[Exercise instructions]:
Rewrite the records below with every occurrence of "one per instance" changed to "one for each instance" and nothing else altered, and leave the pictures out of your answer.
* * *
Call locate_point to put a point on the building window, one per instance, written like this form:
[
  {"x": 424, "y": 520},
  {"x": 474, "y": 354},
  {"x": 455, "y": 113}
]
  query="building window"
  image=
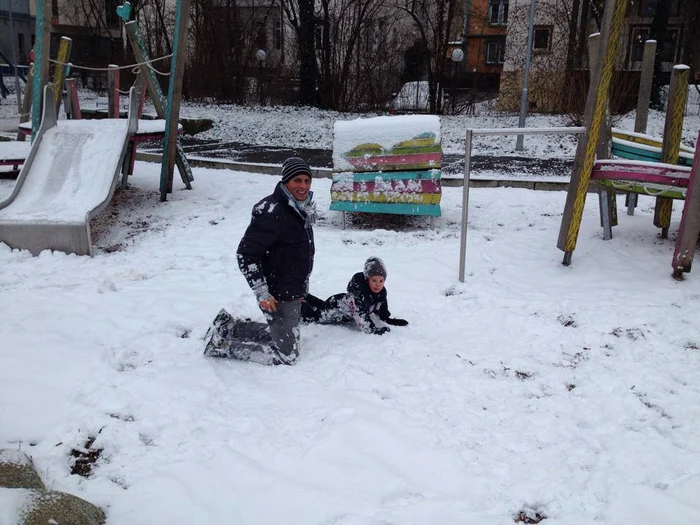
[
  {"x": 261, "y": 37},
  {"x": 319, "y": 36},
  {"x": 669, "y": 50},
  {"x": 647, "y": 8},
  {"x": 278, "y": 34},
  {"x": 498, "y": 12},
  {"x": 542, "y": 39},
  {"x": 111, "y": 17},
  {"x": 495, "y": 51}
]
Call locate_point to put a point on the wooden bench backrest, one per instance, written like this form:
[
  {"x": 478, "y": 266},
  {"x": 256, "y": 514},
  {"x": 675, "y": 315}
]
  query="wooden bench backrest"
[{"x": 387, "y": 165}]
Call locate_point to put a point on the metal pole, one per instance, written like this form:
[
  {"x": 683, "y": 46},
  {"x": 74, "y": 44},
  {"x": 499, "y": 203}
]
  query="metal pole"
[
  {"x": 18, "y": 94},
  {"x": 526, "y": 76},
  {"x": 465, "y": 204}
]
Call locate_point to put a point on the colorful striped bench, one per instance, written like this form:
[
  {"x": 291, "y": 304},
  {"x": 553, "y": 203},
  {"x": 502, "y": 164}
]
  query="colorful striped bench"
[
  {"x": 638, "y": 146},
  {"x": 387, "y": 165}
]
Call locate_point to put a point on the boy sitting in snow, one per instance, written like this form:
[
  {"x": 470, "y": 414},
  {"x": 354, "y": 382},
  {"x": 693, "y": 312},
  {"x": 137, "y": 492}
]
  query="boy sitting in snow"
[{"x": 366, "y": 296}]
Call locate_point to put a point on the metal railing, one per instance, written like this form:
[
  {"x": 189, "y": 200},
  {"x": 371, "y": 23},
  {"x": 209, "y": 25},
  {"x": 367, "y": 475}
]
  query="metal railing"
[{"x": 467, "y": 169}]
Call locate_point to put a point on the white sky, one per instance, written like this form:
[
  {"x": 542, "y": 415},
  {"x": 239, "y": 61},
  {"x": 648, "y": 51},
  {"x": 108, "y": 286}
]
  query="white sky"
[{"x": 568, "y": 391}]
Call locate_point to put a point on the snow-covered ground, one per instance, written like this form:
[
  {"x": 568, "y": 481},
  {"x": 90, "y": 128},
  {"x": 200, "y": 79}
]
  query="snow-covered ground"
[
  {"x": 531, "y": 389},
  {"x": 303, "y": 127}
]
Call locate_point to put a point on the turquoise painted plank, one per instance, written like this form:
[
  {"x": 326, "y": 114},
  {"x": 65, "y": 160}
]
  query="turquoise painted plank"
[
  {"x": 631, "y": 153},
  {"x": 432, "y": 210},
  {"x": 387, "y": 175},
  {"x": 635, "y": 153}
]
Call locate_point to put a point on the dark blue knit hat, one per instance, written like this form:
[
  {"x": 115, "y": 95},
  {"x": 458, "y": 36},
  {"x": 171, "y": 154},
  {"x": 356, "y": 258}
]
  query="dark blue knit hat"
[
  {"x": 294, "y": 166},
  {"x": 374, "y": 266}
]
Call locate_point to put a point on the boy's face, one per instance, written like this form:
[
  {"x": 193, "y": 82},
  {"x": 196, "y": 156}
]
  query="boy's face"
[
  {"x": 299, "y": 187},
  {"x": 376, "y": 283}
]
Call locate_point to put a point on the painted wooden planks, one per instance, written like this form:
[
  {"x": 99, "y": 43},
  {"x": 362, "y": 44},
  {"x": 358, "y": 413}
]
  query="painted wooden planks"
[
  {"x": 421, "y": 152},
  {"x": 646, "y": 178},
  {"x": 387, "y": 165},
  {"x": 430, "y": 210}
]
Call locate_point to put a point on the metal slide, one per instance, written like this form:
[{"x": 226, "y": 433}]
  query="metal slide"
* * *
[Response to the task]:
Call locate_point to put a point on the building window, one for each instance, written like this form:
[
  {"x": 424, "y": 520},
  {"x": 474, "y": 354},
  {"x": 455, "y": 113}
]
  query="building window"
  image=
[
  {"x": 261, "y": 37},
  {"x": 319, "y": 36},
  {"x": 669, "y": 50},
  {"x": 647, "y": 8},
  {"x": 278, "y": 34},
  {"x": 498, "y": 12},
  {"x": 542, "y": 39},
  {"x": 111, "y": 17},
  {"x": 495, "y": 51}
]
Call locate_point to put a point on the wooden bench backrest, one for each instance, written like this form:
[
  {"x": 478, "y": 266},
  {"x": 256, "y": 514},
  {"x": 675, "y": 315}
]
  query="wooden bench backrest"
[{"x": 387, "y": 165}]
Call locate_point to put a point on the metal pole, one for each instance, written like this form:
[
  {"x": 683, "y": 46},
  {"x": 74, "y": 44},
  {"x": 499, "y": 203}
]
  query="metal pole"
[
  {"x": 18, "y": 94},
  {"x": 526, "y": 76},
  {"x": 465, "y": 204}
]
Call locate_point to put a point on the colorful striped bench, one for each instance, written like this form:
[
  {"x": 291, "y": 304},
  {"x": 553, "y": 203},
  {"x": 502, "y": 164}
]
  query="colorful striped bench"
[
  {"x": 638, "y": 146},
  {"x": 387, "y": 165}
]
Call locate_point to put a point on the boy sitting in snow, one for each instance, written like this form:
[
  {"x": 470, "y": 414},
  {"x": 354, "y": 382},
  {"x": 693, "y": 312},
  {"x": 137, "y": 492}
]
  query="boy sitting in snow"
[{"x": 366, "y": 296}]
Call locate_point to put a point on the metal railing, one for each instance, written like this form:
[
  {"x": 189, "y": 200},
  {"x": 371, "y": 23},
  {"x": 209, "y": 25},
  {"x": 367, "y": 475}
]
  query="metal railing"
[{"x": 467, "y": 169}]
Call locate_point to put a point on the white sky, one for each instance, written like this form:
[
  {"x": 542, "y": 415},
  {"x": 239, "y": 61},
  {"x": 648, "y": 51},
  {"x": 108, "y": 286}
]
  query="white sky"
[{"x": 568, "y": 391}]
Call locate_point to put a point on the snow-covered ground, one for each instance, written like this form:
[
  {"x": 568, "y": 481},
  {"x": 90, "y": 128},
  {"x": 200, "y": 79}
]
  query="snow-covered ground"
[
  {"x": 531, "y": 389},
  {"x": 303, "y": 127}
]
Call locate_point to put a point on the turquoise painted plank, one for each instance, written like this form:
[
  {"x": 326, "y": 114},
  {"x": 65, "y": 160}
]
  query="turquoise painted plank"
[
  {"x": 631, "y": 153},
  {"x": 432, "y": 210},
  {"x": 387, "y": 175},
  {"x": 635, "y": 153}
]
Call locate_point to put a point on the dark blue knit hat, one for each instance, written like this form:
[
  {"x": 115, "y": 95},
  {"x": 458, "y": 36},
  {"x": 171, "y": 154},
  {"x": 356, "y": 258}
]
  query="dark blue knit hat"
[
  {"x": 294, "y": 166},
  {"x": 374, "y": 266}
]
Call locate_point to put a point on the boy's face, one for each instance, written like this form:
[
  {"x": 193, "y": 82},
  {"x": 196, "y": 156}
]
  query="boy's face"
[
  {"x": 299, "y": 187},
  {"x": 376, "y": 283}
]
Call locate_point to put a point on the painted wooden planks, one for each instance, written like this form:
[
  {"x": 99, "y": 43},
  {"x": 362, "y": 44},
  {"x": 358, "y": 413}
]
  query="painted wooden planks"
[
  {"x": 421, "y": 152},
  {"x": 646, "y": 178},
  {"x": 387, "y": 165},
  {"x": 430, "y": 210}
]
Call locate_point to put a point on the metal slide, one for each instance, written like this form:
[{"x": 226, "y": 433}]
  query="metal slide"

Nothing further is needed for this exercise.